_Written instruction_: In the material, take the part that opens with the line containing "the man's eyeglasses." and closes with the line containing "of the gold", and give it again with "innermost point" swapped for "central point", leaving everything else unchanged.
++++ Records to process
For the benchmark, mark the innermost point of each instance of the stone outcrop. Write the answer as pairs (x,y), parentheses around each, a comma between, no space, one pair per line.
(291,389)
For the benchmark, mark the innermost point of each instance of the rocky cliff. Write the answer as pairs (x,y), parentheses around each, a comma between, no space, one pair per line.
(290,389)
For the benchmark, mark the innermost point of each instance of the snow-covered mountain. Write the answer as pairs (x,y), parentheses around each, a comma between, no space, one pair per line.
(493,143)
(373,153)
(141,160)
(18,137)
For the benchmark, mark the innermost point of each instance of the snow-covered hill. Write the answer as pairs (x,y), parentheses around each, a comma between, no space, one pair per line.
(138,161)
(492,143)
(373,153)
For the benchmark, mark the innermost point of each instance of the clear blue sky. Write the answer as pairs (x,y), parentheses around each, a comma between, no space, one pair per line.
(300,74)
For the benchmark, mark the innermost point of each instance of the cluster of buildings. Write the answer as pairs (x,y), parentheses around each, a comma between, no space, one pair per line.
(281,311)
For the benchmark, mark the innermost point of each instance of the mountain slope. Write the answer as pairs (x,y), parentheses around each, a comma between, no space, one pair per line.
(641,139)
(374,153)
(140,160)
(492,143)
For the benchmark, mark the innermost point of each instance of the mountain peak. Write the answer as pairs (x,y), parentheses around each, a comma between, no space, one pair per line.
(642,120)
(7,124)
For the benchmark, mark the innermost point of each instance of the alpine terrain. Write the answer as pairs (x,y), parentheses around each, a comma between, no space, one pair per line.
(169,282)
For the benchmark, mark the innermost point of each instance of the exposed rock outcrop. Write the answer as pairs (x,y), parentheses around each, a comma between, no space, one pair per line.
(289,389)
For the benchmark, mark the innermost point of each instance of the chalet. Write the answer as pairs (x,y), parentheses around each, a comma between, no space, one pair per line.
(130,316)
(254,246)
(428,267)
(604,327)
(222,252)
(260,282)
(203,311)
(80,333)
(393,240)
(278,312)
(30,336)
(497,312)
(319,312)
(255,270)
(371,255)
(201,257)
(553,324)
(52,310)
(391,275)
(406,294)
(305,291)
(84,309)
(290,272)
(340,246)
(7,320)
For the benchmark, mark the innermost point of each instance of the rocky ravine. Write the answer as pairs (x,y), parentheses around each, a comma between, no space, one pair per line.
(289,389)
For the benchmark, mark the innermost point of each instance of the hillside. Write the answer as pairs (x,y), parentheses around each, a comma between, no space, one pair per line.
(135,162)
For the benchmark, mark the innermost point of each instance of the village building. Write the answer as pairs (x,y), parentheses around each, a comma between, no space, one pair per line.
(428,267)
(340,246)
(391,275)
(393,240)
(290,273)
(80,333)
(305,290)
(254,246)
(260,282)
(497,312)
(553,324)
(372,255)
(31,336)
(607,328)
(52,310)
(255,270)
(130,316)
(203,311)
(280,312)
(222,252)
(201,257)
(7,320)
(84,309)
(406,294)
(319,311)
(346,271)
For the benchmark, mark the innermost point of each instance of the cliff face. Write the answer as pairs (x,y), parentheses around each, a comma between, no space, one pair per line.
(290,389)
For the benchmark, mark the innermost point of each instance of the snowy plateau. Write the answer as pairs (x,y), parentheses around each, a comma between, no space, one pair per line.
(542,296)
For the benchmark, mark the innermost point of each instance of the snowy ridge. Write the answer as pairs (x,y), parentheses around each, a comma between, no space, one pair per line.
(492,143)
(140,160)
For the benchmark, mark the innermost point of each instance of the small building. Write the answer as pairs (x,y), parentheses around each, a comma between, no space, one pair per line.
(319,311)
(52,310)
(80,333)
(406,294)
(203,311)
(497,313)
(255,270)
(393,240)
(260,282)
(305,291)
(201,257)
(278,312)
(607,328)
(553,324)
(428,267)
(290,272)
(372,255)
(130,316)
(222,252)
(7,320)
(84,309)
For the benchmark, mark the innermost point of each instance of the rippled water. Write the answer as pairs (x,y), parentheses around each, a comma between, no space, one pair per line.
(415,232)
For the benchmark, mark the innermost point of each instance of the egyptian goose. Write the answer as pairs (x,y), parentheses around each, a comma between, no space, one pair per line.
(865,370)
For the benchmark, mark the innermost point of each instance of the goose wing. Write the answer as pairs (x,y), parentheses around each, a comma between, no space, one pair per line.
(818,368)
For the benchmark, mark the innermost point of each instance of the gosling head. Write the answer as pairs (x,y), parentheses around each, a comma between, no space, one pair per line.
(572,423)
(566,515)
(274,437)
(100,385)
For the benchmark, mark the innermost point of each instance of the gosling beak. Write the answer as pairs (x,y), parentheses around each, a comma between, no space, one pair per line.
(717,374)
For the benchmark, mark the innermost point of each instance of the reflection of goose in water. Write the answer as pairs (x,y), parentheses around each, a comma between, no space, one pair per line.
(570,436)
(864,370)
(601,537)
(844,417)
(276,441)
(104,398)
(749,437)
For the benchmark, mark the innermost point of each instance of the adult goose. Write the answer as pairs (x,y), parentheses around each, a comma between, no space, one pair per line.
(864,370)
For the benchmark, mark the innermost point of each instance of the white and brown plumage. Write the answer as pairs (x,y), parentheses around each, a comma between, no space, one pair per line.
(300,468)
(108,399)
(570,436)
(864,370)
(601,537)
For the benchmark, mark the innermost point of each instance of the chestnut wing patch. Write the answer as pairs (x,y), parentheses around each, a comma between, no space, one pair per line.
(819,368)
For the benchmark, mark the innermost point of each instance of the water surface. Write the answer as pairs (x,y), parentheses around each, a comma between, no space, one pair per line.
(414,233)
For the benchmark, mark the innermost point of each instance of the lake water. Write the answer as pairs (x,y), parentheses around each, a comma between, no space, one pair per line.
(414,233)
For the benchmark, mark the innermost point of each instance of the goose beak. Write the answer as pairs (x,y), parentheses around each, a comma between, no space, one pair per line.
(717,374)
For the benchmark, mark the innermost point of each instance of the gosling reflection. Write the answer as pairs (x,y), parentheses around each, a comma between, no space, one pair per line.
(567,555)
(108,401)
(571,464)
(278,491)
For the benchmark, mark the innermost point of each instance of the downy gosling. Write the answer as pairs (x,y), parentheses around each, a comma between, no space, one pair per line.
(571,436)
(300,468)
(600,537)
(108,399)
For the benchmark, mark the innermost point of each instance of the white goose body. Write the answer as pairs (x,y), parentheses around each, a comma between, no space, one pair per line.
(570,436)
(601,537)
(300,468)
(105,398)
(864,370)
++++++++
++++ Records to process
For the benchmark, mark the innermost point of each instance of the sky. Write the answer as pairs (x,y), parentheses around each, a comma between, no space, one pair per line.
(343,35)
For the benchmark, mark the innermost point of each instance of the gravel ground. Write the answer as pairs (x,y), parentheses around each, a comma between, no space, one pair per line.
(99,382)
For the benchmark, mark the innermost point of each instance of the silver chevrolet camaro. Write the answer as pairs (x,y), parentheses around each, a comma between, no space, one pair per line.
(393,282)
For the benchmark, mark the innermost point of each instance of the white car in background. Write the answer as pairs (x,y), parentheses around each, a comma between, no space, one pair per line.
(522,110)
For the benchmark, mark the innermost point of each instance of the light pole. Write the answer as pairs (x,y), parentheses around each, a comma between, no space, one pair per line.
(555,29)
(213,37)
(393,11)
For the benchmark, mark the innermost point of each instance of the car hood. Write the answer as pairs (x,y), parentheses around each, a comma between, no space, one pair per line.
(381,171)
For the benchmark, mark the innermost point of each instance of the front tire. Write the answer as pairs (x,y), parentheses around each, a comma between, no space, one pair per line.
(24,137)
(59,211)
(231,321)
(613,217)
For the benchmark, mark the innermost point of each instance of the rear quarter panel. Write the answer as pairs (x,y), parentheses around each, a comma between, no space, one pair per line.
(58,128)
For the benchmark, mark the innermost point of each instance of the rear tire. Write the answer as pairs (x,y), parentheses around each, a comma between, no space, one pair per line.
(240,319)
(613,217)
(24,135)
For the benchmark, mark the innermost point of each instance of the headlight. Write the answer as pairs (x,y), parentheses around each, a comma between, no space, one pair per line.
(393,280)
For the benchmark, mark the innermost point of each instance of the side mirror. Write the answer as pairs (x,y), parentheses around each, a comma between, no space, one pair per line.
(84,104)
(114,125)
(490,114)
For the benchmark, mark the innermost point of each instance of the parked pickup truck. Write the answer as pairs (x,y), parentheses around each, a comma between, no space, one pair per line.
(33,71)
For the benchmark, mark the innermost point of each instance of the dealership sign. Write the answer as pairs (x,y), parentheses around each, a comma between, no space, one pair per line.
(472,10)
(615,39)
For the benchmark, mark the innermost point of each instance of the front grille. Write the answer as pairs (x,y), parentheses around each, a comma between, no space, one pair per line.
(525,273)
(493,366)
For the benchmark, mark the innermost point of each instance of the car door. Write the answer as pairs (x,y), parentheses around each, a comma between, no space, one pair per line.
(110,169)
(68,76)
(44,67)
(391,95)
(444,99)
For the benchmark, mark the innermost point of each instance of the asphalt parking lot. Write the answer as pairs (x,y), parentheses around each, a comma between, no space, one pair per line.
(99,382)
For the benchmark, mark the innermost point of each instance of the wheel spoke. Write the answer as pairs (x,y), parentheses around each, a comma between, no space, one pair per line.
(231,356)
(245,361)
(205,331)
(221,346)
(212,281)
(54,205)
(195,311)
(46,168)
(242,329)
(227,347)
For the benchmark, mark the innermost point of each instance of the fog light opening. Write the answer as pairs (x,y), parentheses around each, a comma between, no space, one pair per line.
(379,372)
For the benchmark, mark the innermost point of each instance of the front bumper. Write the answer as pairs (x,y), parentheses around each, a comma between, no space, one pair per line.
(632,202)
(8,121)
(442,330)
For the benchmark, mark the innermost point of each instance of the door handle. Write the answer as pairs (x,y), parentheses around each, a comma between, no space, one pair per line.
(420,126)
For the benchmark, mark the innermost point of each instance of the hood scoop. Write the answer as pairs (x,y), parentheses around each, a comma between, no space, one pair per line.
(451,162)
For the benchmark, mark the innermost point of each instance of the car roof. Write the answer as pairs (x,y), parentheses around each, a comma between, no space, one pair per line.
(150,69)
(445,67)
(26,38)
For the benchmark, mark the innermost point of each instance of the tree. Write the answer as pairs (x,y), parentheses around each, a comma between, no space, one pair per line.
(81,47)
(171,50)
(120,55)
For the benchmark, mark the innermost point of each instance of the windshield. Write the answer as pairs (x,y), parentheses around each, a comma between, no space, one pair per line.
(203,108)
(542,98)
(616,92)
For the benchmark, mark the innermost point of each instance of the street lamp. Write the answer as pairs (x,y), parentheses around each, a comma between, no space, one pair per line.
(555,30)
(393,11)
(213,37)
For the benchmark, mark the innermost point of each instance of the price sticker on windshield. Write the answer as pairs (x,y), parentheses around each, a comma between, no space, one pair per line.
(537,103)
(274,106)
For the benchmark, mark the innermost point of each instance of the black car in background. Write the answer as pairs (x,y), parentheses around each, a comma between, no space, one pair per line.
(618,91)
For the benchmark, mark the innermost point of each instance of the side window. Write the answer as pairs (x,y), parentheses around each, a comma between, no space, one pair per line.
++++++++
++++ Records to process
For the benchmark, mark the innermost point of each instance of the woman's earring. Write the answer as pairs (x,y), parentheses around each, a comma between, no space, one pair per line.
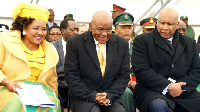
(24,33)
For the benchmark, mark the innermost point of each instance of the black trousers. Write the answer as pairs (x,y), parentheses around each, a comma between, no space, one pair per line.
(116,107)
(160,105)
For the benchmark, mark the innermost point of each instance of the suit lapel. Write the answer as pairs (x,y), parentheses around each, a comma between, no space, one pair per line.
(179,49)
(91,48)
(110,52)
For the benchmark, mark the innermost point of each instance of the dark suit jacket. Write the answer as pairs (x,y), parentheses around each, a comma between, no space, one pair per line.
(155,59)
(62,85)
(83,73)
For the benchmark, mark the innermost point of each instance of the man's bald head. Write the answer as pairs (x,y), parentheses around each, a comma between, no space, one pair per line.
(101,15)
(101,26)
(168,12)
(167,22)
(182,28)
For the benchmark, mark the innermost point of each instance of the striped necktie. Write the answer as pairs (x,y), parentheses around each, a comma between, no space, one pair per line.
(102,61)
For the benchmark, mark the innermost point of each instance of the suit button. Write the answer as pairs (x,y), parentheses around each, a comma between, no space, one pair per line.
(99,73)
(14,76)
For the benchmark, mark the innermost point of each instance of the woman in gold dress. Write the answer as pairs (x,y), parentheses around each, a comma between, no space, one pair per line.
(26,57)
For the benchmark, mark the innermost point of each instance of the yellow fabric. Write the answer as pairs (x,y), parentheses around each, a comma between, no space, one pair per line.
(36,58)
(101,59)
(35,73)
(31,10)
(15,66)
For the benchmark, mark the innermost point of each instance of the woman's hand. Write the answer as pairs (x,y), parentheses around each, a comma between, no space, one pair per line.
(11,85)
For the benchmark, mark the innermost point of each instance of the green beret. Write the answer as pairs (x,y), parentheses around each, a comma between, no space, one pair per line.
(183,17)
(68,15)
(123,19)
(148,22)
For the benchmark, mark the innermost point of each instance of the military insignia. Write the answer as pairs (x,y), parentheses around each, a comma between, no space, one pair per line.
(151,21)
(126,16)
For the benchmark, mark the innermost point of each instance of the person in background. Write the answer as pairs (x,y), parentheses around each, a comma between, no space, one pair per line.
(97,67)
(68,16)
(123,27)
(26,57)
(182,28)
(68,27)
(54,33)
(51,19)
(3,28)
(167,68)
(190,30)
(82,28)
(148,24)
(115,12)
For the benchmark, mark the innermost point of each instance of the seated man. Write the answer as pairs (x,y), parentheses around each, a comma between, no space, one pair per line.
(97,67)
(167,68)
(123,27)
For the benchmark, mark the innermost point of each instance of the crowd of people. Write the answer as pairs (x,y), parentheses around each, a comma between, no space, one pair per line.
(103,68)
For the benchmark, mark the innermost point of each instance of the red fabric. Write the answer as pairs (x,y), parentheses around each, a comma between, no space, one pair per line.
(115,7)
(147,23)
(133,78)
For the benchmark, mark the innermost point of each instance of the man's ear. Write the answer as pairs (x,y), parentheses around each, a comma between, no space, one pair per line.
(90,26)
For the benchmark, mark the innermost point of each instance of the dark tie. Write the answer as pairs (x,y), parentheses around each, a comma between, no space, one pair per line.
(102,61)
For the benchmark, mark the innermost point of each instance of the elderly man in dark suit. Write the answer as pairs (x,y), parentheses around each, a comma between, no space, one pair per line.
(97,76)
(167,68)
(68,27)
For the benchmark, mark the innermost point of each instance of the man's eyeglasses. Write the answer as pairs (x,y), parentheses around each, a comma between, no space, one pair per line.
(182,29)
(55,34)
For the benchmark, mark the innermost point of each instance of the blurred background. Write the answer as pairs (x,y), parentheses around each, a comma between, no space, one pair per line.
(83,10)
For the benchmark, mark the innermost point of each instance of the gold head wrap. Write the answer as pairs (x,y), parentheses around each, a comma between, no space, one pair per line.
++++++++
_Answer_:
For the benchmark, mark the central point of each instance of the man's eyeglasses. Write the answer as pairs (x,y), parentheses around each, a comma between, no space, one pair per line.
(182,29)
(55,34)
For the benchmark, mark the central point of each instance of the blurred background. Write the answer as pairs (x,y), parentheses around each, a comma between, no space, one pair per line.
(83,10)
For the benchmark, mark the central point of each instance of the gold head wrap. Write the answer as pairs (x,y), parentheses around each, a comma between, no space, one pair per line.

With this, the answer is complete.